SET EXERCISE
List each line below that contains the string "gravel". Letter case must match.

[Coordinate annotation entries]
****************
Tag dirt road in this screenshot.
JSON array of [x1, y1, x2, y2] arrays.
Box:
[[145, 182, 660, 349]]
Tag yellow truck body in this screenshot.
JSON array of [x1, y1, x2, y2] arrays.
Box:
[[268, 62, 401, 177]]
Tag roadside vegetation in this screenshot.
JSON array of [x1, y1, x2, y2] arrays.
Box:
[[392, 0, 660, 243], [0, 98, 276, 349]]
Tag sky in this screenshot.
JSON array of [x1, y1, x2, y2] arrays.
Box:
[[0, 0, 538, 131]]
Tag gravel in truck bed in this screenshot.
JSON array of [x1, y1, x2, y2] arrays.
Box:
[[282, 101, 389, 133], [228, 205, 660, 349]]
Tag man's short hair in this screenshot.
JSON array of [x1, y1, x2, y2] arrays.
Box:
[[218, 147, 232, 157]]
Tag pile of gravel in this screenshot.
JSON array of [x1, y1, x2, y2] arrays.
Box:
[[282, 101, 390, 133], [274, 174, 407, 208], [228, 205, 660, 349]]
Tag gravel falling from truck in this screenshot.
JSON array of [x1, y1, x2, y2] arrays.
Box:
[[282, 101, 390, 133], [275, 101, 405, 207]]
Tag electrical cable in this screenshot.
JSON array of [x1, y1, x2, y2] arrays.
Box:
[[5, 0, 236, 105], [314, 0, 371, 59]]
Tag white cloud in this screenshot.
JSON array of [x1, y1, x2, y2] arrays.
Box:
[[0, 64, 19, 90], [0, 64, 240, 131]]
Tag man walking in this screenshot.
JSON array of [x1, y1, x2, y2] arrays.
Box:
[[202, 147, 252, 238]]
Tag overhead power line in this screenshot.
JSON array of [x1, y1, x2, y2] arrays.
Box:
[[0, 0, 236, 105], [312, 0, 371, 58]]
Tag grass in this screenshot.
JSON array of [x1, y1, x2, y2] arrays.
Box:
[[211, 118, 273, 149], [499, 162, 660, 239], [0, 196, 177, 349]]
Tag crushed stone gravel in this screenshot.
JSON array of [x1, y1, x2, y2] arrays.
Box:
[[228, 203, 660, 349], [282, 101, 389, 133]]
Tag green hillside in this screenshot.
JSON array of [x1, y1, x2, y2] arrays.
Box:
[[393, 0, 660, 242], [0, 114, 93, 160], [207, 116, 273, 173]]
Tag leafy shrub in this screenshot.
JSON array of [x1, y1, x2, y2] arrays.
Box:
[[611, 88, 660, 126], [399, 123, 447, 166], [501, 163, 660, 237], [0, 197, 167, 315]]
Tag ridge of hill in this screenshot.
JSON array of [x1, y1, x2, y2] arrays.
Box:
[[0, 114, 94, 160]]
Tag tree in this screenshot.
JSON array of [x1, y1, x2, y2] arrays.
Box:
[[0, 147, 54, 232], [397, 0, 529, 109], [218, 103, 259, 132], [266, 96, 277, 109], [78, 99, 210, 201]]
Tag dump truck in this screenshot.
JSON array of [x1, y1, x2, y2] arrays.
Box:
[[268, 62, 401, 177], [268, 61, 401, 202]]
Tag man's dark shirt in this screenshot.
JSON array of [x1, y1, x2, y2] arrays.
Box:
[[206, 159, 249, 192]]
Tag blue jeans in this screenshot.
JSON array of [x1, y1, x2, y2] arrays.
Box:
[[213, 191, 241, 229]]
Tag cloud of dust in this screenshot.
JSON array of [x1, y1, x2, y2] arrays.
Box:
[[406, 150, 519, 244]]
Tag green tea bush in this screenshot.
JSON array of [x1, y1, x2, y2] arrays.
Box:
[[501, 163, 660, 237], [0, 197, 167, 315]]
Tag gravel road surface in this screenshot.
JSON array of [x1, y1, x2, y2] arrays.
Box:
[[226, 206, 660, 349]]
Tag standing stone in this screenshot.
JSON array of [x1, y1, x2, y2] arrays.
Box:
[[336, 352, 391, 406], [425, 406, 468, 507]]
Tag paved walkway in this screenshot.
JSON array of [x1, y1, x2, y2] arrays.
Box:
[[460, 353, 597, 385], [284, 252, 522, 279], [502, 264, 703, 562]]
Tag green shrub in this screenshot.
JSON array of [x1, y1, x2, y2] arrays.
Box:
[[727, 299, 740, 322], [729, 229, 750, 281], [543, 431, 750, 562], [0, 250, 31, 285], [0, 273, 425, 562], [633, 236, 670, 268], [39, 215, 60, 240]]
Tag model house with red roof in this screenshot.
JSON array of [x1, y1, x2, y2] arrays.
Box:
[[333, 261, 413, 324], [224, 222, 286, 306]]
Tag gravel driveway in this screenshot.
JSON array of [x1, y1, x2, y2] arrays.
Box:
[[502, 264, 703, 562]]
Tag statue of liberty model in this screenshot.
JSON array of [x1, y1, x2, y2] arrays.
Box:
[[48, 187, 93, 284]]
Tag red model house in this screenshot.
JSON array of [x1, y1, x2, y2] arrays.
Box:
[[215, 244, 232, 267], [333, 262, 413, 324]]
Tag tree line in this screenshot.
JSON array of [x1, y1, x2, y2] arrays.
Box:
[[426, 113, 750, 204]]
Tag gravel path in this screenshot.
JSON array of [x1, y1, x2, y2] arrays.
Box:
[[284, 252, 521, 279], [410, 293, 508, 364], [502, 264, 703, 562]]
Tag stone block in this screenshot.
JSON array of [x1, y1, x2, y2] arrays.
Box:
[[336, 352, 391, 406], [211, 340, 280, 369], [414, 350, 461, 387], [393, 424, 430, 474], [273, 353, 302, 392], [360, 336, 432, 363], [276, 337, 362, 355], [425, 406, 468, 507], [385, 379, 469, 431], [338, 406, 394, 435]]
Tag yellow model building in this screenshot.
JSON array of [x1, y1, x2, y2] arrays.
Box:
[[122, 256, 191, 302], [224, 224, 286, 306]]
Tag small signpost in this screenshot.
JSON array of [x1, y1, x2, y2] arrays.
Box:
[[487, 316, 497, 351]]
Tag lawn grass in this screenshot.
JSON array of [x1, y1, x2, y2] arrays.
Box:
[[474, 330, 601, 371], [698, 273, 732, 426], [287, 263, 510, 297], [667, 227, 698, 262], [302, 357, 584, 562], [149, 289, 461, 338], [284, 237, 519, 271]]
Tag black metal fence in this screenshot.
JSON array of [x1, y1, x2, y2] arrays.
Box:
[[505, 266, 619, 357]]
****************
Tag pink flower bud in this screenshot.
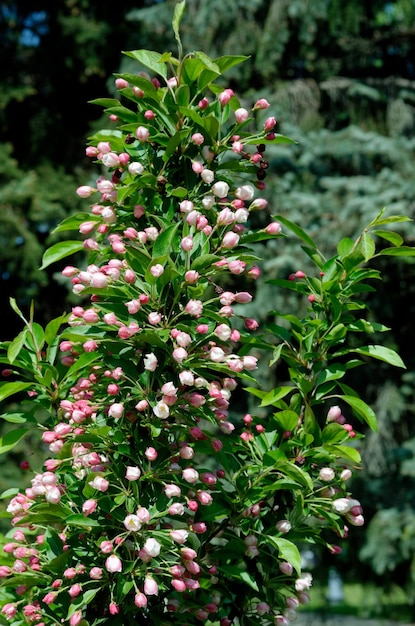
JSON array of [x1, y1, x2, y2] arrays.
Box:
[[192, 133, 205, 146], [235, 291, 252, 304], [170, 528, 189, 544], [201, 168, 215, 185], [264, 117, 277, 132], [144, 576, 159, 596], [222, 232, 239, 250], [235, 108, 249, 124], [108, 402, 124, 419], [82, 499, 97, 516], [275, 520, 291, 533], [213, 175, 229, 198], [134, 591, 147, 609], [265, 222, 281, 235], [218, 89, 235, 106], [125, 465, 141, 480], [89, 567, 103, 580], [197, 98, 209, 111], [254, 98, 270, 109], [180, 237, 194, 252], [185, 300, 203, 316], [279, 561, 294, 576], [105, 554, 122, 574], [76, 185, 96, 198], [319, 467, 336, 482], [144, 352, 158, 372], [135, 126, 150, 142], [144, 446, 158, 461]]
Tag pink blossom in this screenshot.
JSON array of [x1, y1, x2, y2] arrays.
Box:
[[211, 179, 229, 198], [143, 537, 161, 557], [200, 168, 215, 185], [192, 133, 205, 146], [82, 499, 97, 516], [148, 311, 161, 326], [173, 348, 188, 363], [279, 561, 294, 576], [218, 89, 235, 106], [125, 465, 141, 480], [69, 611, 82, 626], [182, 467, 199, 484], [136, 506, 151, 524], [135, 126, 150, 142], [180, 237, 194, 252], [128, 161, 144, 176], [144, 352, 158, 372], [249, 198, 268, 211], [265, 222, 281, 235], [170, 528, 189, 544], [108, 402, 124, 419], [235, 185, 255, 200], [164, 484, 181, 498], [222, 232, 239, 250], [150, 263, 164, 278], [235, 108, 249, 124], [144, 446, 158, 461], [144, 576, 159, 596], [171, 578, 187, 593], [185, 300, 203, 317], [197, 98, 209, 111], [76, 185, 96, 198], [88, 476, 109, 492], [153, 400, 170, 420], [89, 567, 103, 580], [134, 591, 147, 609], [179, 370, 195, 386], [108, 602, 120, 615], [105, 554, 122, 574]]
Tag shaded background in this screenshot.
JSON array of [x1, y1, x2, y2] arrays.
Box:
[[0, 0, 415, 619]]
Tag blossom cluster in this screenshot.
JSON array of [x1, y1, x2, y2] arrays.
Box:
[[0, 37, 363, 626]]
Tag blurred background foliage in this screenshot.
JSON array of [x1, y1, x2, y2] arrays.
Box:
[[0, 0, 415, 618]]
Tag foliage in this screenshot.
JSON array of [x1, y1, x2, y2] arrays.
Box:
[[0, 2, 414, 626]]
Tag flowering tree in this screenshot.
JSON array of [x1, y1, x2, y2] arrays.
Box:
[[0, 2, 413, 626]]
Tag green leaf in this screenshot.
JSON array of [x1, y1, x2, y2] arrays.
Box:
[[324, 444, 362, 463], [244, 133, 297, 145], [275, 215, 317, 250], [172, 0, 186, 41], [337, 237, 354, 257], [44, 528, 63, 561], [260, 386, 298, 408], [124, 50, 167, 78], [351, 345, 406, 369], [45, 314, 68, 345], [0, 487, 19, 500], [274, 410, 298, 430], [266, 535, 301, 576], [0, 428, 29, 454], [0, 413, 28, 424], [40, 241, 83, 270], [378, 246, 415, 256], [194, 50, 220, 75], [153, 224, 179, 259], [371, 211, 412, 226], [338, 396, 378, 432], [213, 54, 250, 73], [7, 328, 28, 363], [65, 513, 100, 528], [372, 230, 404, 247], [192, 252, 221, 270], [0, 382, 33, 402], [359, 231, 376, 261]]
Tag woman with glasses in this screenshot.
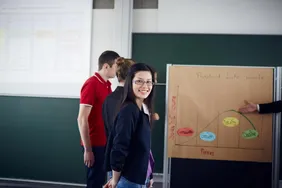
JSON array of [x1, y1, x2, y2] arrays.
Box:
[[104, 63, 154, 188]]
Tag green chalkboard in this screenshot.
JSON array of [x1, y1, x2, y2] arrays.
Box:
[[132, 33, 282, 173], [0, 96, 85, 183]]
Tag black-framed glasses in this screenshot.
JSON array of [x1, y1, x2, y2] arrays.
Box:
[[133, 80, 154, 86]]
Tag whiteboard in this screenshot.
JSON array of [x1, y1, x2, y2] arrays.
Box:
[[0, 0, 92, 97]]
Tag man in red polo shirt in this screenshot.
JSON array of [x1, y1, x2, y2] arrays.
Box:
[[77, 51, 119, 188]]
****************
RESPONSE TO THIS EXERCISE
Tag gravel in truck bed in this screenshot.
Tag pile of gravel in this screenshot.
Tag gravel falling from truck in this screenshot.
Tag crushed stone gravel in this screenshot.
Tag gravel road surface in this screenshot.
Tag gravel driveway in this screenshot.
Tag gravel path in this screenshot.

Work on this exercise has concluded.